Reproduce the data verbatim, starting at its first line and ending with the line that contains "732L522 738L505 744L508", with both of those lines included.

Extracted data entries
START
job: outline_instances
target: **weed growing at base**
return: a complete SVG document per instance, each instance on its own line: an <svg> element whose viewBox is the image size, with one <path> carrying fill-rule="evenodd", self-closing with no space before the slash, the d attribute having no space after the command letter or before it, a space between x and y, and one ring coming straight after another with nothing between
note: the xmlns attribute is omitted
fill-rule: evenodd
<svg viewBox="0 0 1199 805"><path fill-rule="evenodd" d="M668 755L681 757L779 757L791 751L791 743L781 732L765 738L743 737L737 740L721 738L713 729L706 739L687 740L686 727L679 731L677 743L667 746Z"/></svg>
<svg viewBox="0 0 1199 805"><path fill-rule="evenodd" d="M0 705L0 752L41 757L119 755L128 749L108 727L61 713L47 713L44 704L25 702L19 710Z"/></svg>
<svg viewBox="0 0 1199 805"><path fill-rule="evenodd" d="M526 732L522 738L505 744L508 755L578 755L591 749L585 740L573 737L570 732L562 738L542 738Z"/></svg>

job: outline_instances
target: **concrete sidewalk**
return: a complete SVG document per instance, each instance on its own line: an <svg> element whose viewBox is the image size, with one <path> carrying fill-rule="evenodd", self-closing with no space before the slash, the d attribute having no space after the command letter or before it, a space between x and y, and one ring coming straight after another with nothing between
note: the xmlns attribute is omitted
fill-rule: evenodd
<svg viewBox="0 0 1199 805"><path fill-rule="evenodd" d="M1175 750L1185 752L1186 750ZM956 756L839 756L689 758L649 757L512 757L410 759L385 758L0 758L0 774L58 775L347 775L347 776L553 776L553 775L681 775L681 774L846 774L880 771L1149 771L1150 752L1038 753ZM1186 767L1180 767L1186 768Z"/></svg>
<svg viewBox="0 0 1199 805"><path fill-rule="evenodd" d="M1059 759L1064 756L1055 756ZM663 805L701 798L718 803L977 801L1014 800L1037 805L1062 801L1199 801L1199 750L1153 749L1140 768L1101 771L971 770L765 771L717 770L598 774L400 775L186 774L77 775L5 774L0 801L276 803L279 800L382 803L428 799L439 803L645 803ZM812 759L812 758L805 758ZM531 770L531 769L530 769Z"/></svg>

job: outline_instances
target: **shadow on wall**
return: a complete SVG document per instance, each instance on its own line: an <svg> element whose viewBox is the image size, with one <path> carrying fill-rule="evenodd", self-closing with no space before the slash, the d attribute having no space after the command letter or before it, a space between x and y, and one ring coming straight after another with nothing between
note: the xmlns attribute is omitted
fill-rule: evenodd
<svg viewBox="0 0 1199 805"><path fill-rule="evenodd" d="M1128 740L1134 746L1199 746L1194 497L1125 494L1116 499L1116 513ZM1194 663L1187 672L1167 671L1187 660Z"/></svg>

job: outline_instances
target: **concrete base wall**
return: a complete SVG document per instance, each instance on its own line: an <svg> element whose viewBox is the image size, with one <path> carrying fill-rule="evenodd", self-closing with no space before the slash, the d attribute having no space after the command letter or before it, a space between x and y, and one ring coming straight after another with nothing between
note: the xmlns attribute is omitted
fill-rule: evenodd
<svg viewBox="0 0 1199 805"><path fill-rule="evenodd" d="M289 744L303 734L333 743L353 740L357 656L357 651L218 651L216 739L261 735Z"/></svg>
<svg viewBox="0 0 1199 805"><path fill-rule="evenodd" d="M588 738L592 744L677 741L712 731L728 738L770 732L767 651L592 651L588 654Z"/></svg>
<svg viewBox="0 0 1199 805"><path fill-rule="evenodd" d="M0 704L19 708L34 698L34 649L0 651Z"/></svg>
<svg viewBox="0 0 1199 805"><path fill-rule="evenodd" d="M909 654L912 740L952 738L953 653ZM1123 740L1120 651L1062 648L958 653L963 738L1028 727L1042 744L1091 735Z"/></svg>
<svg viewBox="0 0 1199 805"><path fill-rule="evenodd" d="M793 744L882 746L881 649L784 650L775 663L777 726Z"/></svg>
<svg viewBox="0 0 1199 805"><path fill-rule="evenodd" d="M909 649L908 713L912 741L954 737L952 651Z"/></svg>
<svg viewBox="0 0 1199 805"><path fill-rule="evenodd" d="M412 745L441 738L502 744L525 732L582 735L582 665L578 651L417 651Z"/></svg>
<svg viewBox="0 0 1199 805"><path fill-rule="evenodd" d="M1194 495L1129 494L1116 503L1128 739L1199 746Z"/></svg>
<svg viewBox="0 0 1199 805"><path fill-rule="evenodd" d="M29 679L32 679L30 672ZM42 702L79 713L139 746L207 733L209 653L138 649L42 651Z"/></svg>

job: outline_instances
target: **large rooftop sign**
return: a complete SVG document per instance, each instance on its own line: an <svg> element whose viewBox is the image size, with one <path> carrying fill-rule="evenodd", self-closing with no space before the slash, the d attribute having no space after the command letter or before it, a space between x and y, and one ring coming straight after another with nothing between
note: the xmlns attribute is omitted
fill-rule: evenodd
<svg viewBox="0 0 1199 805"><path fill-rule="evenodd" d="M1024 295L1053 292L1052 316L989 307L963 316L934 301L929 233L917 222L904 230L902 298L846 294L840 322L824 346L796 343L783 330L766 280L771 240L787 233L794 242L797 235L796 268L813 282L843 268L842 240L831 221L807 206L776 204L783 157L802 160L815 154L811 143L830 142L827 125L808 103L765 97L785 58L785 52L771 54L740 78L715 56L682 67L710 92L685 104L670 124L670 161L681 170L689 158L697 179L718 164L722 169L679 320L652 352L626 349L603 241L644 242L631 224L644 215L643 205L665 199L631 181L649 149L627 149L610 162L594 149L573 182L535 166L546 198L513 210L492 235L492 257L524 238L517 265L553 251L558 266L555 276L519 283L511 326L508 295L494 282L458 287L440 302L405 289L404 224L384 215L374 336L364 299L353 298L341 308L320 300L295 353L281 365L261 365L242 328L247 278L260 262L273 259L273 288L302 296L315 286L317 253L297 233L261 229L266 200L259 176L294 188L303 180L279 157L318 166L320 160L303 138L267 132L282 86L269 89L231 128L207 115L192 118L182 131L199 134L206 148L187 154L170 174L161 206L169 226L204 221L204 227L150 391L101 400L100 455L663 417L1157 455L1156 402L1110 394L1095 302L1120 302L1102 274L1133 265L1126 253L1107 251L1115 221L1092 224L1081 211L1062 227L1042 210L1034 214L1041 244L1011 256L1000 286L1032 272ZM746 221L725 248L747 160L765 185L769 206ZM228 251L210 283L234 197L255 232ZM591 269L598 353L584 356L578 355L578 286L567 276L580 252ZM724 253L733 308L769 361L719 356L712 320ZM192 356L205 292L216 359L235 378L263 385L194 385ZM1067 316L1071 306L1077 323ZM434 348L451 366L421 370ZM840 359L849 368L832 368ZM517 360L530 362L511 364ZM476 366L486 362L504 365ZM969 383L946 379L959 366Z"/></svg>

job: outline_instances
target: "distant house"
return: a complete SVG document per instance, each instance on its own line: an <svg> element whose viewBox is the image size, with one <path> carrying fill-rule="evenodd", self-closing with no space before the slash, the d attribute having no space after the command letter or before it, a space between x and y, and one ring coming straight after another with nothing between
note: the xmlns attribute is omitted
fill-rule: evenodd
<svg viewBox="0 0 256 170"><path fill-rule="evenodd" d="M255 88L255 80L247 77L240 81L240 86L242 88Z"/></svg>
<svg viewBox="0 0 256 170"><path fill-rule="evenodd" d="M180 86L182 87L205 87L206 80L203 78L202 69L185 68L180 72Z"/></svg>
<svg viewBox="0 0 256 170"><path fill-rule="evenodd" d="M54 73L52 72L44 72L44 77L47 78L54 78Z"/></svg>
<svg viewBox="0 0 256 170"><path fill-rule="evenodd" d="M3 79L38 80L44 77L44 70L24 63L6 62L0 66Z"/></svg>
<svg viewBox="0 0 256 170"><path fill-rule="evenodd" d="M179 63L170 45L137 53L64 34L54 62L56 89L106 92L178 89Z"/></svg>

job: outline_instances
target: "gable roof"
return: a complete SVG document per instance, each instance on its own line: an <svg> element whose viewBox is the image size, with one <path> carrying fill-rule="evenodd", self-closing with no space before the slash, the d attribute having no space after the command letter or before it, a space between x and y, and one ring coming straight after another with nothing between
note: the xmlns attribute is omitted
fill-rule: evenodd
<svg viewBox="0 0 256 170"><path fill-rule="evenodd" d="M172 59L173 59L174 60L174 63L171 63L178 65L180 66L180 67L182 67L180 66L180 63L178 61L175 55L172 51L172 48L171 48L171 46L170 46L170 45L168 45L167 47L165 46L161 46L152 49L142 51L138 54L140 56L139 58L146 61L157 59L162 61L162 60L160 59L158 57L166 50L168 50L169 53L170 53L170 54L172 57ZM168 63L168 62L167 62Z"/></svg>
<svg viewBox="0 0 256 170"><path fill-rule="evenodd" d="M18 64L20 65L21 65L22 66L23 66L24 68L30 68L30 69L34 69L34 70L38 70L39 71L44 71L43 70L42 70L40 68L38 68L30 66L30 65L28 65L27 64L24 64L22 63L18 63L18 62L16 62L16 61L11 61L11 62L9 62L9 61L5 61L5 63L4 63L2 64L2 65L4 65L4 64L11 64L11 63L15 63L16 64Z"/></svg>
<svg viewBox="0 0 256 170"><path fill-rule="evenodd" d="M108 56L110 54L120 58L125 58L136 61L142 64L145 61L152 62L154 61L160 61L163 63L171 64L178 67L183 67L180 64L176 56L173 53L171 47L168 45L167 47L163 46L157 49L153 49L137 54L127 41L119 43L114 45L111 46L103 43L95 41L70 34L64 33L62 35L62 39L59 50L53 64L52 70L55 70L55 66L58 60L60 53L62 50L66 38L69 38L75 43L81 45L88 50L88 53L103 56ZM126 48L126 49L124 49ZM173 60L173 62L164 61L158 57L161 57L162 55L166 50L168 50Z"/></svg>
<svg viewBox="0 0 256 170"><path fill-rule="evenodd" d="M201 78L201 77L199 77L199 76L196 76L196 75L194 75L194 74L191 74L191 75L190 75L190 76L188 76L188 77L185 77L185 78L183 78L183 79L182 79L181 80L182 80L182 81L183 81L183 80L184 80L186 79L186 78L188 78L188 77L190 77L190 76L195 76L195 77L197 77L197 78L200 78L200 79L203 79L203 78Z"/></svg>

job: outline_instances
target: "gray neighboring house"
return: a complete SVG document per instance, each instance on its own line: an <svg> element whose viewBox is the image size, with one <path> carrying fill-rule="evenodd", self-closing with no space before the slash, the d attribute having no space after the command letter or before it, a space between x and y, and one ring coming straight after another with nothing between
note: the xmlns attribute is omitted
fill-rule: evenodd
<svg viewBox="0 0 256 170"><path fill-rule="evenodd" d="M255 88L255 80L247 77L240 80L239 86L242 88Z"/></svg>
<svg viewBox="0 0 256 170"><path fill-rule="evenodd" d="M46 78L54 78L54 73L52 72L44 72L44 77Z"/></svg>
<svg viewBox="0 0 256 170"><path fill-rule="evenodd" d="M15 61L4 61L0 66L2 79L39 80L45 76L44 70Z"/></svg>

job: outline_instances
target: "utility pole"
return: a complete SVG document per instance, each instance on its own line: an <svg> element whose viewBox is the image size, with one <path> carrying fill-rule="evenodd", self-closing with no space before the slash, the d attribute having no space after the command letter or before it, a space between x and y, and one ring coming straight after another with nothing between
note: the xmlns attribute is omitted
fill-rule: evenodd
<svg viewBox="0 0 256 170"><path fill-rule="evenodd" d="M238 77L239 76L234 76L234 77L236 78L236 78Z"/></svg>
END
* Expected answer
job: outline_instances
target: **weed growing at base**
return: a complete SVG document per instance, each instance on its own line: an <svg> element whose viewBox is the image size, with one <path> carrying fill-rule="evenodd", self-closing with no space before the slash, the d attribute having no space after the command letter or before it, a space between x and y, and one ring coming straight after another with nothing between
note: the xmlns attribute is omitted
fill-rule: evenodd
<svg viewBox="0 0 1199 805"><path fill-rule="evenodd" d="M668 755L681 757L779 757L791 751L791 743L781 732L765 738L743 737L737 740L721 738L713 729L706 739L687 740L686 727L679 731L677 743L667 746Z"/></svg>
<svg viewBox="0 0 1199 805"><path fill-rule="evenodd" d="M0 705L0 752L41 757L119 755L128 749L108 727L61 713L47 713L44 704L25 702L19 710Z"/></svg>
<svg viewBox="0 0 1199 805"><path fill-rule="evenodd" d="M526 732L522 738L505 744L508 755L578 755L591 749L585 740L573 737L570 732L562 738L542 738Z"/></svg>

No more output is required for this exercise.